**Records from a dataset:**
________________________
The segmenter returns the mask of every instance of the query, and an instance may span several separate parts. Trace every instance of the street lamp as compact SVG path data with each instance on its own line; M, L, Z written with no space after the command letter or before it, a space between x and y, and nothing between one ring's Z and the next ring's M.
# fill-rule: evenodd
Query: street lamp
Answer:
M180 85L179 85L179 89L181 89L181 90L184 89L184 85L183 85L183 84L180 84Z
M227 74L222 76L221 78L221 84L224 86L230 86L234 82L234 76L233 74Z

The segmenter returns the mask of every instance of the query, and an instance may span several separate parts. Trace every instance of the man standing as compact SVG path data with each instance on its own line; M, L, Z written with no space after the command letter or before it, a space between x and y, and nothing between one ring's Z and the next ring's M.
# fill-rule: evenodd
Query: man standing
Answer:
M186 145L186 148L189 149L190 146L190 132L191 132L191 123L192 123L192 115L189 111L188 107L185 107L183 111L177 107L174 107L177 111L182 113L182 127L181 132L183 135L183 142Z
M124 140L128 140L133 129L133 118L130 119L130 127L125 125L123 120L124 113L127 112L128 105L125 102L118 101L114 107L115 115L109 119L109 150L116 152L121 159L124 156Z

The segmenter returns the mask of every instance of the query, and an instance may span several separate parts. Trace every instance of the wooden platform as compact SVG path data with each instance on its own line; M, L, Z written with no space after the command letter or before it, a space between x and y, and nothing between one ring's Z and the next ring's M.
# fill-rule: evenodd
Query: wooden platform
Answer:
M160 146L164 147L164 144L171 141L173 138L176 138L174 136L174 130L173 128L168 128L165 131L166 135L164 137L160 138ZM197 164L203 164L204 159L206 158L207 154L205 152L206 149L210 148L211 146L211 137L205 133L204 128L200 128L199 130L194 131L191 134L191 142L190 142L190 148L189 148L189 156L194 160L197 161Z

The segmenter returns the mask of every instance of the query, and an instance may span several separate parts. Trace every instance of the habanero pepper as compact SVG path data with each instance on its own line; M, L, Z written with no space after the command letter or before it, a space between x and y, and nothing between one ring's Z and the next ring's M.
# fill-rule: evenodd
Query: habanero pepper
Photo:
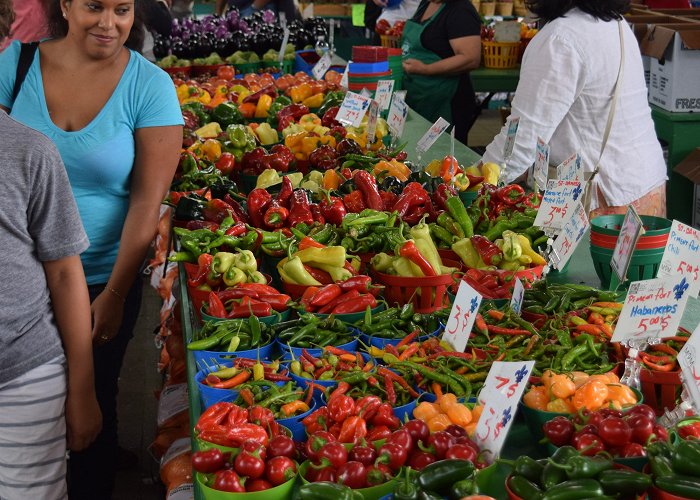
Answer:
M323 226L326 223L326 219L323 217L323 214L321 213L321 208L318 206L318 203L310 203L309 210L311 210L311 215L314 218L314 222L316 222L320 226Z
M289 200L289 227L304 223L309 226L314 223L314 217L309 206L309 197L303 189L296 189Z
M416 244L413 242L413 240L407 240L404 244L402 244L399 248L398 253L401 257L404 257L410 260L415 265L417 265L425 276L437 276L438 273L435 269L433 269L433 266L430 265L428 259L426 259L418 251L418 248L416 247Z
M384 203L379 194L377 180L366 170L358 170L353 176L357 190L362 193L365 201L365 206L372 210L382 210Z
M494 243L481 235L471 237L471 242L481 260L488 266L496 266L503 258L503 252Z
M338 441L341 443L359 443L367 436L367 423L362 417L356 415L350 416L340 428Z
M327 195L323 197L319 203L319 208L326 222L336 226L340 226L343 223L343 218L347 214L343 200L336 196Z
M374 295L365 293L360 295L357 300L347 300L336 305L333 308L332 314L350 314L362 312L367 308L374 309L377 307L377 299Z
M519 184L503 186L496 191L498 196L507 205L516 205L525 198L525 190Z
M417 182L409 182L396 200L392 210L396 212L399 217L404 217L411 209L425 205L429 199L430 196L428 192L423 189L423 186Z
M265 227L265 211L272 202L272 195L265 189L256 188L248 194L248 216L256 228Z
M278 229L284 227L288 217L289 210L280 205L277 200L272 200L267 206L267 210L265 210L263 222L265 227L269 229Z

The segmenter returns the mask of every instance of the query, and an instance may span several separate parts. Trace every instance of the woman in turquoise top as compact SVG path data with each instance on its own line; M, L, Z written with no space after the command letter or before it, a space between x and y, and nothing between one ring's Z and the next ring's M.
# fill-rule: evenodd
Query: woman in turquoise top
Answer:
M81 259L104 428L89 450L71 455L72 499L111 496L117 380L138 316L139 269L182 145L172 81L132 50L142 39L137 7L134 0L53 0L53 38L39 45L14 102L20 45L0 53L0 107L54 141L90 240Z

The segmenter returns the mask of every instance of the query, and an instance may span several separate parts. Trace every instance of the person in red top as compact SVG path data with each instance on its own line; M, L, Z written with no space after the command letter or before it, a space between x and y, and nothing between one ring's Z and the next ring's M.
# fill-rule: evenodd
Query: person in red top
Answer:
M10 36L0 42L0 50L10 45L12 40L36 42L48 38L46 4L46 0L13 0L15 21L10 28Z

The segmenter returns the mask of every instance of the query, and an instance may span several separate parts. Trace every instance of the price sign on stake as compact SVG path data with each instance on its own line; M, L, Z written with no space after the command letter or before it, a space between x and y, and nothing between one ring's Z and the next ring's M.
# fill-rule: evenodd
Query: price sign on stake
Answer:
M408 104L403 100L403 97L398 92L391 99L391 107L387 117L387 124L391 129L391 134L394 137L401 137L403 127L406 125L406 117L408 116Z
M367 108L369 108L369 102L370 99L363 95L348 92L345 94L345 99L343 99L343 104L340 105L335 119L345 125L359 127Z
M578 181L548 180L534 225L558 231L582 195L583 186Z
M700 231L674 220L657 277L678 275L688 278L688 293L697 297L700 292Z
M280 13L282 14L282 13ZM282 37L282 45L280 46L279 63L282 64L284 56L287 55L287 43L289 42L289 29L284 28L284 36Z
M680 276L631 283L611 341L673 337L689 287L688 279Z
M508 133L506 135L506 143L503 145L503 158L507 159L513 154L513 147L515 146L515 136L518 133L518 126L520 125L520 117L514 117L508 120Z
M554 243L552 243L549 260L555 268L564 269L564 266L574 254L574 250L581 243L589 225L586 209L583 208L581 202L577 201Z
M481 305L481 295L465 281L459 284L450 317L442 333L442 340L450 343L457 352L464 352L469 334Z
M615 243L610 265L620 282L624 282L627 277L627 269L630 267L632 253L637 246L639 237L644 234L644 224L637 215L637 211L632 205L627 207L625 219L622 221L620 235Z
M323 78L323 75L326 74L326 72L330 69L331 67L331 55L329 52L324 52L323 55L321 56L321 59L318 60L318 62L314 65L313 68L311 68L311 73L314 75L314 78L316 80L321 80Z
M700 326L678 354L678 364L685 378L685 388L696 408L700 408Z
M510 299L510 308L516 314L520 314L520 310L523 307L523 298L525 297L525 287L520 278L515 278L515 285L513 286L513 297Z
M379 104L379 110L384 111L389 109L391 102L391 93L394 91L394 80L379 80L377 82L377 91L374 93L374 98Z
M374 143L374 133L377 131L377 116L379 115L379 105L372 100L369 104L369 115L367 115L367 143Z
M557 166L557 179L583 182L583 166L578 153L574 153Z
M420 138L418 141L418 145L416 145L416 150L426 152L430 149L430 146L435 144L435 141L438 140L438 137L442 135L442 133L447 130L447 127L450 126L450 122L445 120L443 117L438 118L435 123L433 123L428 131L423 134L423 137Z
M547 176L549 175L549 144L541 137L537 138L537 148L535 149L535 182L540 189L547 186Z
M348 68L350 67L350 63L352 63L352 61L348 61L348 64L343 70L343 76L340 77L340 86L343 88L348 88Z
M479 449L490 452L489 460L501 453L534 366L534 361L494 361L491 365L479 393L484 410L474 433Z

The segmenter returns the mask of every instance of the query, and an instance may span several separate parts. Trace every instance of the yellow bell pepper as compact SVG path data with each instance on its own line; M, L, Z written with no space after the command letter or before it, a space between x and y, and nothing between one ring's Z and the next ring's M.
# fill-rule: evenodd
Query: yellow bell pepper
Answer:
M221 125L217 122L209 122L194 131L195 135L200 139L213 139L218 137L221 132ZM219 156L221 156L221 151L219 151Z
M243 99L248 97L252 92L247 88L243 87L243 90L238 92L238 98L236 99L236 104L243 104Z
M469 177L466 174L457 174L452 178L452 185L457 191L466 191L469 188Z
M352 139L355 141L362 149L367 146L367 134L361 135L355 132L348 132L345 134L346 139Z
M432 160L430 163L428 163L428 166L425 167L425 173L431 177L440 177L441 164L442 162L440 160Z
M375 163L374 170L372 172L375 176L378 176L384 172L386 175L396 177L402 182L408 180L408 176L411 174L411 170L406 165L395 159L390 161L382 160Z
M260 139L260 144L269 146L279 141L277 131L273 129L269 123L263 122L255 129L255 135Z
M307 97L301 103L304 106L308 106L309 108L320 108L321 104L323 104L323 93L319 92L318 94L314 94L311 97Z
M192 145L189 148L187 148L187 151L194 154L197 158L201 158L203 156L202 143L199 141L193 142Z
M547 263L547 261L544 260L544 257L533 250L532 246L530 246L530 240L528 240L524 235L518 234L518 242L520 243L520 248L522 249L522 255L530 257L534 266L544 266Z
M327 265L342 268L346 259L345 247L340 245L324 248L305 248L294 253L302 263L312 266Z
M175 89L175 93L177 94L177 100L182 102L190 97L190 87L183 83L177 89Z
M316 137L316 136L311 136L311 137L304 137L302 140L302 147L301 150L305 155L310 155L311 152L316 149L319 146L323 146L324 144L329 145L333 149L335 149L335 137L331 135L322 135L321 137Z
M308 83L295 85L289 90L289 97L293 103L300 103L307 97L311 97L311 86Z
M272 106L272 97L267 94L261 95L258 103L255 105L255 118L267 118L270 106Z
M365 132L365 144L367 143L367 132ZM370 151L379 151L384 147L384 142L382 142L382 138L378 137L376 134L374 136L374 142L368 147L365 146L367 149Z
M321 125L321 118L314 113L307 113L301 118L299 118L299 125L304 127L304 130L308 132L313 132L316 126Z
M282 131L282 136L287 137L288 135L298 134L298 133L305 134L306 129L304 127L302 127L301 125L299 125L298 123L292 123Z
M501 167L495 163L484 163L481 166L481 175L484 176L484 182L486 184L498 185L498 178L501 175Z
M281 260L277 264L277 269L280 272L280 277L292 285L319 286L321 284L304 269L304 264L299 257Z
M284 137L284 145L287 146L292 151L292 153L301 153L303 147L302 141L306 136L306 132L297 132L296 134L289 134Z
M216 123L216 122L213 122ZM219 127L220 129L221 127ZM221 157L221 143L216 139L207 139L202 144L202 154L209 161L216 161Z

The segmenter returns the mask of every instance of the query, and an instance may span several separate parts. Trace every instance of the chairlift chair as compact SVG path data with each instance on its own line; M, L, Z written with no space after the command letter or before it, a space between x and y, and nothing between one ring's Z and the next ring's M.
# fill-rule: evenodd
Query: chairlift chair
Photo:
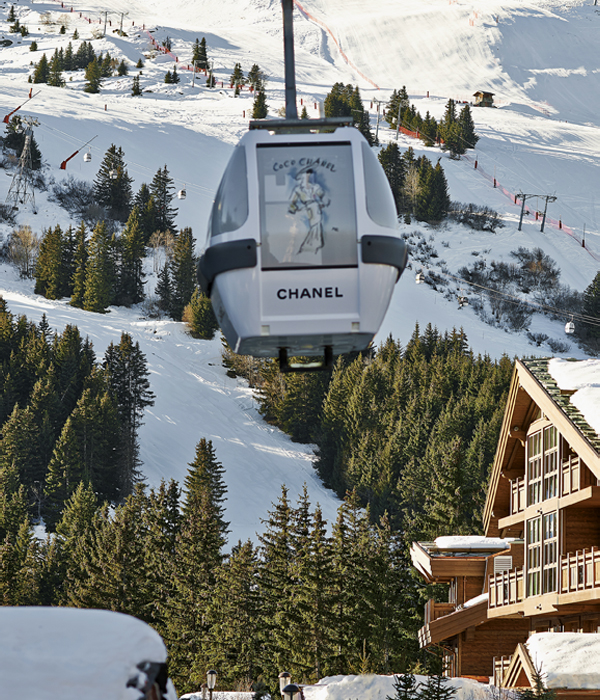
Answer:
M417 272L415 275L415 282L417 284L423 284L425 282L425 275L422 272Z
M91 150L86 151L86 152L83 154L83 160L84 160L85 163L89 163L89 162L92 160L92 152L91 152Z
M565 323L565 333L567 335L573 335L575 333L575 324L573 323L573 317L571 317L571 320Z
M179 190L177 193L177 199L185 199L187 197L187 192L185 190L185 185L183 186L182 189Z

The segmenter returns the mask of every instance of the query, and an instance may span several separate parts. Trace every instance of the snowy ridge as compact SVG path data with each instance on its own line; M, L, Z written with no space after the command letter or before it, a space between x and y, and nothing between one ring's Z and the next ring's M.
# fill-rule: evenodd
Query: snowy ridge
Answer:
M548 688L600 688L600 637L597 634L543 632L526 642Z
M548 363L548 372L560 389L574 391L570 402L600 435L600 360L554 358Z

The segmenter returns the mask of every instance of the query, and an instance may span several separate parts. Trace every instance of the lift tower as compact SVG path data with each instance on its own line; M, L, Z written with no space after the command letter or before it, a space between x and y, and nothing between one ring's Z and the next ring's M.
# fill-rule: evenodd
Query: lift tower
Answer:
M31 202L33 213L37 214L35 208L35 196L33 192L33 168L31 165L31 139L33 137L33 127L39 122L34 117L23 117L21 123L25 126L25 143L19 158L17 172L10 183L10 188L6 196L5 204L12 204L13 209L18 209L19 204Z

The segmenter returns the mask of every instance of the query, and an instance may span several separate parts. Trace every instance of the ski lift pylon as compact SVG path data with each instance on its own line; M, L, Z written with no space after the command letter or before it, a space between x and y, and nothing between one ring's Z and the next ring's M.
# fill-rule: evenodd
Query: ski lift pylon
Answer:
M417 284L423 284L425 282L425 275L420 270L415 275L415 282Z
M187 197L187 192L186 192L185 185L184 185L177 193L177 199L185 199L186 197Z
M567 321L567 323L565 323L565 333L567 335L573 335L573 333L575 333L575 324L573 323L573 316L571 316L570 321Z
M92 160L92 149L91 148L83 154L83 160L85 163L89 163Z

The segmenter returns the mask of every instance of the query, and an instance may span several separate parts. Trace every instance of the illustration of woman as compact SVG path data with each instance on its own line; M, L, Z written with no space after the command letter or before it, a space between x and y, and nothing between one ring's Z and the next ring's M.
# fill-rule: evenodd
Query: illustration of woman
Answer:
M290 214L304 212L308 220L308 233L302 241L298 253L320 250L325 241L323 239L323 210L328 207L330 200L325 199L325 190L316 182L310 181L313 170L300 171L296 175L298 184L292 191L288 211Z

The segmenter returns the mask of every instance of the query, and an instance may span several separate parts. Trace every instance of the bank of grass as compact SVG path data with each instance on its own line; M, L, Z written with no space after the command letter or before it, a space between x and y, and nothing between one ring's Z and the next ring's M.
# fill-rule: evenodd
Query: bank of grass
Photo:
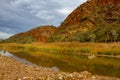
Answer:
M61 54L98 54L98 55L120 55L120 42L116 43L78 43L78 42L54 42L54 43L32 43L0 44L1 50L9 52L26 51ZM32 55L32 54L31 54Z

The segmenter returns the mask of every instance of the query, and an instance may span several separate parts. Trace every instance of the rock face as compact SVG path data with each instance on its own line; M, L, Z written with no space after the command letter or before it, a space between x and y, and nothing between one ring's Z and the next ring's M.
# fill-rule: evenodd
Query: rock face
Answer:
M115 38L112 30L115 30L119 41L120 0L88 0L68 15L56 34L61 35L61 41L86 42L95 38L97 42L109 42Z
M11 36L5 42L17 42L17 43L31 43L31 42L46 42L46 40L51 37L56 31L54 26L40 26L31 29L27 32L18 33Z
M27 34L32 36L36 41L46 42L55 31L56 28L54 26L42 26L28 31Z
M106 9L102 12L102 9ZM116 12L116 13L115 13ZM105 18L109 16L112 18L116 14L120 13L120 0L88 0L86 3L77 7L59 26L59 29L64 29L72 25L82 23L83 21L88 21L91 24L95 24L95 18L101 17ZM109 14L109 15L107 15ZM87 19L90 18L90 19Z

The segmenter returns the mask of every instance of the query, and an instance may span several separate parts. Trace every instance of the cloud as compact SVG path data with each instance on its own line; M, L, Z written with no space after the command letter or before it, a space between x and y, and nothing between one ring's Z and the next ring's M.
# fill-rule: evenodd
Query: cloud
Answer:
M8 37L10 37L12 35L13 34L8 34L8 33L0 32L0 39L5 39L5 38L8 38Z
M63 14L63 15L67 15L71 12L71 10L63 8L63 9L59 9L58 12Z
M39 25L58 26L86 0L0 0L0 32L15 34Z

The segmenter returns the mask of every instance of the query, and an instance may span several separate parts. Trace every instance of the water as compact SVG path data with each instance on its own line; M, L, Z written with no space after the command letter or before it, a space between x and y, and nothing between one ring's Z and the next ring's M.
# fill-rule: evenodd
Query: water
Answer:
M19 61L19 62L21 62L21 63L23 63L23 64L27 64L27 65L29 65L29 66L35 66L35 64L27 61L26 59L19 58L19 57L15 56L15 55L7 52L7 51L3 51L3 50L2 50L2 51L0 51L0 54L3 55L3 56L7 56L7 57L10 57L10 58L13 58L13 59L15 59L15 60L17 60L17 61Z
M24 59L24 58L17 57L17 56L15 56L15 55L7 52L7 51L4 51L4 50L0 51L0 54L3 55L3 56L6 56L6 57L13 58L13 59L15 59L16 61L19 61L19 62L21 62L21 63L23 63L23 64L28 65L28 66L34 66L34 67L35 67L35 66L38 66L38 65L36 65L36 64L34 64L34 63L32 63L32 62ZM59 69L58 69L56 66L46 67L46 68L49 69L49 70L53 70L53 71L59 71Z
M81 56L78 54L59 54L59 53L42 53L31 55L27 52L9 52L0 51L0 54L12 57L29 65L39 65L52 70L61 70L65 72L81 72L87 70L92 74L103 76L114 76L120 78L120 59L110 57ZM14 55L13 55L14 54ZM15 56L16 55L16 56ZM17 57L19 56L19 57Z

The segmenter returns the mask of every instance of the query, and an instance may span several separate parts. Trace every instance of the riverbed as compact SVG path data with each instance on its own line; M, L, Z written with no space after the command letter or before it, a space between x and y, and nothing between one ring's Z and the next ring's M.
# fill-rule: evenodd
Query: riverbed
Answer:
M0 54L12 57L24 64L47 68L53 67L55 70L64 72L81 72L87 70L92 74L120 77L120 59L118 58L94 57L90 59L88 56L54 53L50 53L48 56L41 54L38 58L35 58L34 56L16 56L5 51L1 51Z

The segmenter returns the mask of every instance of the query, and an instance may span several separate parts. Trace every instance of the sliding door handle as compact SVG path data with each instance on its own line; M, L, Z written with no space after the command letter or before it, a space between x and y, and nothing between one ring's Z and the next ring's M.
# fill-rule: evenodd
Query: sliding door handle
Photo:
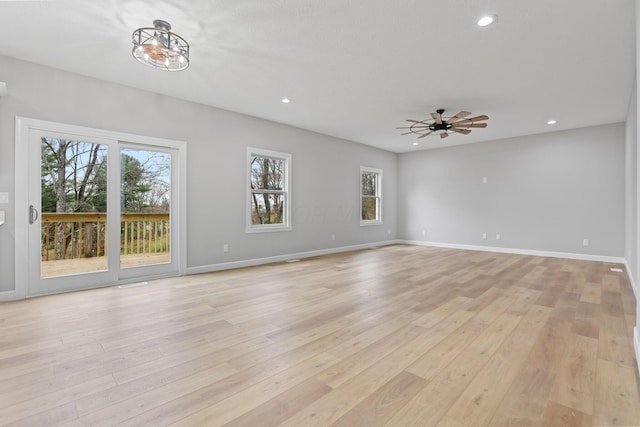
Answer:
M33 224L38 220L40 213L33 205L29 205L29 224Z

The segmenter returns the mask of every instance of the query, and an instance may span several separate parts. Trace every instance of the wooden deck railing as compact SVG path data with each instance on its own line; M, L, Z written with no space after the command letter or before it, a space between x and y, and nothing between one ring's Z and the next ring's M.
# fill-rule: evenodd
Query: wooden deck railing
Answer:
M106 255L106 213L43 213L42 260ZM169 252L168 213L120 215L120 253Z

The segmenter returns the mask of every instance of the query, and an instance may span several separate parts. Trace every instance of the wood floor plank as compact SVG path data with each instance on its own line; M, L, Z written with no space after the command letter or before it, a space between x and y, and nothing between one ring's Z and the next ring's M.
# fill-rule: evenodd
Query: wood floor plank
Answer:
M0 303L0 425L640 425L612 267L391 245Z
M555 402L549 402L544 412L542 425L548 427L588 427L591 426L591 415Z
M338 360L339 359L328 353L320 353L317 356L304 360L291 368L285 369L276 375L247 387L242 393L235 394L214 405L208 406L172 425L183 427L193 425L221 426L295 387L296 384L306 381L317 372L336 363Z
M534 367L525 361L489 425L544 426L541 422L554 375L554 371Z
M640 425L638 385L628 381L636 376L634 368L608 360L598 360L597 376L593 425Z
M217 365L172 383L152 388L149 391L130 397L127 400L117 401L100 410L89 412L85 415L79 414L80 417L78 419L65 425L76 427L96 424L115 425L141 412L151 408L157 408L174 400L177 390L179 390L180 393L194 392L212 381L217 382L222 378L232 376L233 373L233 369L227 364Z
M570 335L549 400L591 415L597 357L598 340Z
M426 385L427 381L424 379L408 372L400 372L331 426L383 426Z
M471 344L487 325L469 320L450 334L443 336L440 342L428 349L426 352L415 352L420 354L418 360L407 368L411 372L427 380L432 379L441 372L452 360ZM411 350L411 348L407 348Z
M402 372L417 357L411 352L398 349L303 408L281 425L283 427L330 425Z
M490 425L493 414L508 392L550 312L548 307L535 306L527 313L451 406L447 417L466 425Z
M109 389L115 385L115 381L111 375L96 378L95 380L85 381L80 384L58 389L48 394L42 394L35 398L25 399L24 396L3 397L3 404L6 402L17 402L10 406L0 409L0 420L2 423L18 421L21 419L39 418L40 413L57 414L56 408L63 407L68 404L74 404L73 413L77 414L75 402L77 399L89 393L98 392ZM68 411L63 411L69 414ZM55 418L55 417L54 417Z
M386 425L435 426L511 334L520 318L503 313L470 343L467 349L431 378Z
M298 412L300 408L310 405L331 390L332 388L328 385L315 378L309 378L233 421L226 423L225 427L278 426Z

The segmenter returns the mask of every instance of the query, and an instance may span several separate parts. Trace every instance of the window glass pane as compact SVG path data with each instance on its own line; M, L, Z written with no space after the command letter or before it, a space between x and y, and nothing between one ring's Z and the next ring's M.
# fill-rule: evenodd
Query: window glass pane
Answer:
M284 224L284 193L251 195L251 223Z
M373 172L362 172L362 195L377 196L378 174Z
M362 220L371 221L378 219L378 198L363 197L362 198Z
M171 262L171 155L120 149L120 267Z
M284 160L252 156L251 188L254 190L283 190Z
M107 269L107 147L41 139L42 278Z

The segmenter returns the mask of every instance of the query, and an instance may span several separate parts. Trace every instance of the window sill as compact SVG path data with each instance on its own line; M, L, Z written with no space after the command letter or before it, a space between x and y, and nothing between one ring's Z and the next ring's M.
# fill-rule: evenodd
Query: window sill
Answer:
M260 227L247 227L244 232L247 234L253 233L275 233L278 231L292 231L293 228L290 225L263 225Z
M372 220L372 221L360 221L360 226L361 227L368 227L370 225L383 225L382 221L380 220Z

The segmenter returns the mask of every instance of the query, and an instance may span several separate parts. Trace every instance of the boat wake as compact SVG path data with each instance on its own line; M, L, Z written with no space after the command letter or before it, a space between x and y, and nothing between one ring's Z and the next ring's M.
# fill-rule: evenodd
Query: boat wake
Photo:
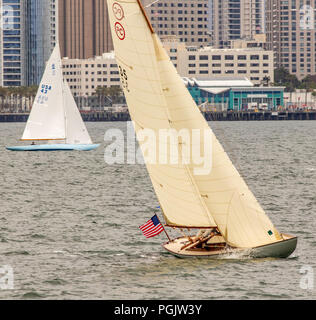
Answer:
M252 249L249 250L234 250L234 249L227 249L224 254L218 256L218 260L250 260L253 259L251 256Z

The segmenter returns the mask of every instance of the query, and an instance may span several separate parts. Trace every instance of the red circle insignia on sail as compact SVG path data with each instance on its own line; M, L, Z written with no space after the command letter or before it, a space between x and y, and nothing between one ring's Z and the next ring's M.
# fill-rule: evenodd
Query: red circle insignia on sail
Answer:
M125 39L125 29L119 22L115 23L115 32L116 32L117 37L120 40Z
M112 10L117 20L122 20L124 18L124 10L119 3L114 2Z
________________________
**Aim of the exercise:**
Find and copy each line above holding "snowy".

**Task solution:**
The segmenter returns the mask of every instance of the query, and an instance may span several separate parts. Trace every instance of the snowy ridge as compact SVG path data with each instance on its own line; M, L, Z written with no space after the command letter or before it, a space between x and y, and nothing between one ring's Z and the next ring's M.
Query: snowy ridge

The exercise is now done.